PROBLEM TO WORK ON:
Return the records below exactly, leaving nothing out.
Segment Start: INFORMATION GIVEN
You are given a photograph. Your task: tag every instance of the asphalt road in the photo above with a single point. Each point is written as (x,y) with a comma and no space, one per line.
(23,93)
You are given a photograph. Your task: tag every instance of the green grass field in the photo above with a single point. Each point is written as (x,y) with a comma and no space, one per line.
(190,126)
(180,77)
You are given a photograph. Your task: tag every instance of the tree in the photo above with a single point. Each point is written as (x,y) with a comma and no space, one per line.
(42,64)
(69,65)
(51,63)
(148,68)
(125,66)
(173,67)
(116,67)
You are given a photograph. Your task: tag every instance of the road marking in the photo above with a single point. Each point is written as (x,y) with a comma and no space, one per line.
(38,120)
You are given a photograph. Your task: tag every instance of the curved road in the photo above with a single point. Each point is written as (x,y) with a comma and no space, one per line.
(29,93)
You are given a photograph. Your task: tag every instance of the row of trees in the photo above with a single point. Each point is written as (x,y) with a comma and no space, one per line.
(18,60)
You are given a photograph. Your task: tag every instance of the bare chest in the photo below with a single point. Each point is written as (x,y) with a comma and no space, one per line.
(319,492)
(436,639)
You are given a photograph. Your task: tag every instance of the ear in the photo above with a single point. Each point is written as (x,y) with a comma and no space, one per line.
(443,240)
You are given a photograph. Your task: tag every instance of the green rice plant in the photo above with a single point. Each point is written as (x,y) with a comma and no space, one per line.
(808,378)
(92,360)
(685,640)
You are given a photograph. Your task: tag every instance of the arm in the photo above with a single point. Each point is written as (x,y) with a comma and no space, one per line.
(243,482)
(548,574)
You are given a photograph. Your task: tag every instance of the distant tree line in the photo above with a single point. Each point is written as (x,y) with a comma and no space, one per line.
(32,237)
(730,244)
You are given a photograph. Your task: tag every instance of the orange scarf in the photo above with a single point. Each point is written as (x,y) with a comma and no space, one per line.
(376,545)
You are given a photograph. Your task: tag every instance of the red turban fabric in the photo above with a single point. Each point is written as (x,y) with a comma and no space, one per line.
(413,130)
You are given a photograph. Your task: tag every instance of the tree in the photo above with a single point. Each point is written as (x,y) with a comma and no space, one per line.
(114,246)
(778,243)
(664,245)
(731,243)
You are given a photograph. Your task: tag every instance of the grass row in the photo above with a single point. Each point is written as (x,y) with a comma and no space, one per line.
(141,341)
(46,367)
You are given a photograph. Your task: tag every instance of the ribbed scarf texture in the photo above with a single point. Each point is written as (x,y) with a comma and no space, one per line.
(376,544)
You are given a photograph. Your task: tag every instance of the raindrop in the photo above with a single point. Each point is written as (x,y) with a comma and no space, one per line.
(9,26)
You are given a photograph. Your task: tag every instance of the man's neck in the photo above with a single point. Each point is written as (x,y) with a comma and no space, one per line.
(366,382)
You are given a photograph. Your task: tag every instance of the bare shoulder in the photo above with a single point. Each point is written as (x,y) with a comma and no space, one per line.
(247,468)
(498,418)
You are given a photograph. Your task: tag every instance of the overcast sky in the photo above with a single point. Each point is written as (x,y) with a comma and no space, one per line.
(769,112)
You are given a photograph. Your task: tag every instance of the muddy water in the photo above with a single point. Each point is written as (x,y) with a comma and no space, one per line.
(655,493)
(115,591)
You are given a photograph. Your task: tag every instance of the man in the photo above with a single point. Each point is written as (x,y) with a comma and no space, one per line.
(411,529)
Segment End: INFORMATION GIVEN
SOLUTION TO THIS PROBLEM:
You are given a photograph. Your task: tag every instance of the asphalt road in the photo above with a single point. Each point is written as (x,y) with a comma and no space, one per line.
(23,93)
You are given a photograph. Your task: tag every instance of the green grass field in the photo above with a single point. Each point is written as (x,y) with a comma and no space, one per line.
(190,126)
(180,77)
You are given a photograph. Your task: tag every instance of the tree in the photo above with a single point. Each point is written as (x,y) with a comma and no space, one per line.
(42,64)
(69,65)
(51,63)
(148,68)
(125,66)
(173,67)
(116,67)
You are given a photograph. Your task: tag every instance of the road marking in the photo above with a single point. Each point is written as (x,y) with a comma and no space, one per line.
(38,120)
You are given a photograph. Your task: tag every instance of the curved road in the photo above with a single point. Each point is written as (x,y) with a comma and no space, one per line.
(29,93)
You are given a photograph. Your task: tag every instance of the row of trees in the photo above with a single point. Each point is written as (x,y) with a comma and no space, one per line.
(18,60)
You are given a photograph. Your task: tag every instance of the bare chest in the photo below with a single point. Each point is written as (x,y) with a comma and no space, one per line.
(319,492)
(436,639)
You are given a photograph. Your task: tag every instance of the ear in the photo above with a single point. Each point is written as (x,y) with a comma and no space, one per line.
(443,240)
You are given a photograph. Your task: tag every instance of the green rice plant in the photo above with a single point. Each point is written as (x,y) with a comma and no space, one per line.
(808,378)
(92,360)
(685,640)
You are given a photograph. Your task: tag every instance of the arm in the photo above with a single point. Each point is written as (x,y) with a comma and no space, one per line.
(243,482)
(548,574)
You are given a photograph. Your task: tag every instance of the distant tree line in the photo above with a single point. Each point is written as (x,y) with a comma and no space, one per line.
(32,237)
(730,244)
You are given a photograph. Your task: tag every instance of the orange scarf in the photo above with a single point. Each point is written as (x,y) with a comma and no space, one per line.
(376,545)
You are given a photograph. Your task: tag every instance of the red turban fabric in the photo above with a single point. Each point is written as (x,y) with a comma and no space, one per line.
(413,130)
You are given a photograph. Your task: tag every instance of the tree in the photo above with a single point. Each point is written as (x,y) with a comma and no space, one per line.
(114,246)
(778,243)
(664,245)
(731,243)
You are given a photograph. Your task: tag every instance of the grass row in the photo above with a single point. Each point is written as (x,y) with a comma and no space, one per line.
(141,341)
(46,367)
You are given a photograph. Your task: tag every instance of the ribbed scarf texture in the photo above with a single point. Each point is written as (x,y) with a comma and no space, one per line.
(376,544)
You are given a photograph. Your task: tag every instance of the raindrop in the photo above with a single point. Each point is written as (x,y) with a comma and no space, one per line.
(9,26)
You are given a photograph. Your task: tag every instance of the man's neck in the photo above with a single point. Each point is written as (x,y) with a comma and no space, one per line.
(366,382)
You are given a photograph. Your task: tag every instance of the bare shoulder in the photo above with a single point. Each point is written as (x,y) with a comma and no space, one per line.
(247,468)
(498,418)
You are given a photograph. Your task: tag every instance of the overcast sky in the photo above with a single point. Each point is written as (x,y) with a comma and no space, one per line.
(769,112)
You are given a photograph. Your task: tag every instance of the muddy water in the photo above with a single point. Each point is written as (x,y) with a comma and no space, one per line.
(655,493)
(115,591)
You are given a photograph. Your task: tag every instance of the man in the photo above with a single point. Each point is written as (x,y) with a comma and no space, one per line.
(411,529)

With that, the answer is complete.